> _PROVIDED PASSAGE_
*** Block opens ***
As a valedictorian and 2018 graduate of Gonzaga Preparatory School, I can say with confidence that I knew the best of Gonzaga Prep — including an education that has propelled my collegiate success and a community I care about immensely.
I can also attest, as one of Prep's few students of color, that this same education came hand-in-hand with Gonzaga Prep's institutional racism, both insidious and overt.
A classmate once told me I would only get into college because I was Brown. Faculty members asked me where I was "originally" from before even asking my name. I was often confused for other students of color by administrators. Still, nothing impacted me more from my years at Gonzaga Prep than watching a student walk through the front doors in November of 2016 and bellow "WHITE POWER" down the hallway.
What is stamped indelibly in my mind is not simply the triumphant look on my peer's face but, too, the image of my school hallway with every classroom's door standing wide open. What I cannot forget is my 16-year-old self waiting in shock for a faculty member to step through one of those open doors and confront this student. I waited in vain.
Years later, I am still left with a deep sense of isolation and betrayal. To those faculty and staff who unquestionably witnessed this moment, I do not know how to impress upon you just how inadequate your response was — how deafening your silence.
I share this story within the context of a national reckoning with inaction. Language, both tool and weapon, has power. Yet the most important lesson I took away from my education at Gonzaga Prep was the equal and incredibly deleterious power of silence. The day no faculty member stepped into the hallway to address the utterance of a White supremacist slogan was the day I began to recognize a pattern of willful silence at Gonzaga Prep.
Such silence has manifested not only in Prep's inaction in the face of racism but also in their actions, taken under the guise of equity, that succeed only in upholding the status quo. This silence exists in the way Gonzaga Prep has checked-off diversity assessments like items on a grocery list. It surfaces in their hiring of a director of equity and inclusion who has endorsed the use of the N-word by non-Black students in classical literary contexts. Silence enabled Prep to redact, against the opinion of Spokane's NAACP President, a photo of students wearing KKK robes in their 1968 yearbook (as reported by the Spokesman Review).
No matter the good intent behind these silences, the end result for me and my peers of color continues to be the same: We were and are left alone in that hallway, feeling unsafe at our own school. It is the responsibility of those in positions of power to be proactively present, to recognize racism without being told, and to work towards tangible change. Yet time and again, it falls upon your students of color to force you to pay attention and react. Such is the dilemma in academic spaces where students are taught and governed by an almost entirely White faculty, administration, and board of trustees.
*** Block closes ***
> _GIVEN INFORMATION_
*** Block opens ***
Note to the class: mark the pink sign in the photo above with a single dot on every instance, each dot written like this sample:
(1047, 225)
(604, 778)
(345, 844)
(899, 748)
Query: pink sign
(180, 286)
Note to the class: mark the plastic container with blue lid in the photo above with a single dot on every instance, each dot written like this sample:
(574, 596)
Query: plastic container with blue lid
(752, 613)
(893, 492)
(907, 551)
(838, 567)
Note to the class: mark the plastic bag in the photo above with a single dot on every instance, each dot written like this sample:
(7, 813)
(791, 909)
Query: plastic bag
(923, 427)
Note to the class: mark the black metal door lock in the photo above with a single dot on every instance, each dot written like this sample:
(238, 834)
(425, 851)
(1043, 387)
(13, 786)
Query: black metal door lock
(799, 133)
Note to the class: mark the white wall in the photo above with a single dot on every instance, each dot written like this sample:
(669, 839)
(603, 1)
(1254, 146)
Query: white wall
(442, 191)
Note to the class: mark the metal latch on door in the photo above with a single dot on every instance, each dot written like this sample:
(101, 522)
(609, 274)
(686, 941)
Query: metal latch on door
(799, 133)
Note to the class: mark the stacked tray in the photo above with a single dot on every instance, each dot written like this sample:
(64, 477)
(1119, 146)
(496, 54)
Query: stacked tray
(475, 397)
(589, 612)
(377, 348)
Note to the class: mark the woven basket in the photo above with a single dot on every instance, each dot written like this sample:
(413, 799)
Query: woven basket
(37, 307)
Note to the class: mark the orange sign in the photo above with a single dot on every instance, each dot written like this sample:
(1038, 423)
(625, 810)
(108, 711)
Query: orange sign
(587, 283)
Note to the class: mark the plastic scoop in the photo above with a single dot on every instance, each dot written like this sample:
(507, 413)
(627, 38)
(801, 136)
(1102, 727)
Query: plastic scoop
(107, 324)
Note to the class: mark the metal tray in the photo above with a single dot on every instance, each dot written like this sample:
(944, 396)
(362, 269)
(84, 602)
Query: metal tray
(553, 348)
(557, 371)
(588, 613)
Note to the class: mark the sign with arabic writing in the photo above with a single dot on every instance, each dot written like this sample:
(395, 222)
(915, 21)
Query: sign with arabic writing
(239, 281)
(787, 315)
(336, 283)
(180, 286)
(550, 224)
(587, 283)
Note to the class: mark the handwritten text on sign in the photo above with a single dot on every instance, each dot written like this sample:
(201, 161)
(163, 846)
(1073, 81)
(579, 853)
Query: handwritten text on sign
*** Block closes ***
In the essay on racism at Gonzaga Prep, list each incident described in the paragraph that begins "A classmate once told me." The records that come after the essay have no connection to it.

> _SOLUTION FOR THIS PROBLEM_
- A classmate said the writer would only get into college because the writer was Brown.
- Faculty members asked where the writer was "originally" from before asking the writer's name.
- Administrators often confused the writer with other students of color.
- In November of 2016, a student walked through the front doors and bellowed "WHITE POWER" down the hallway.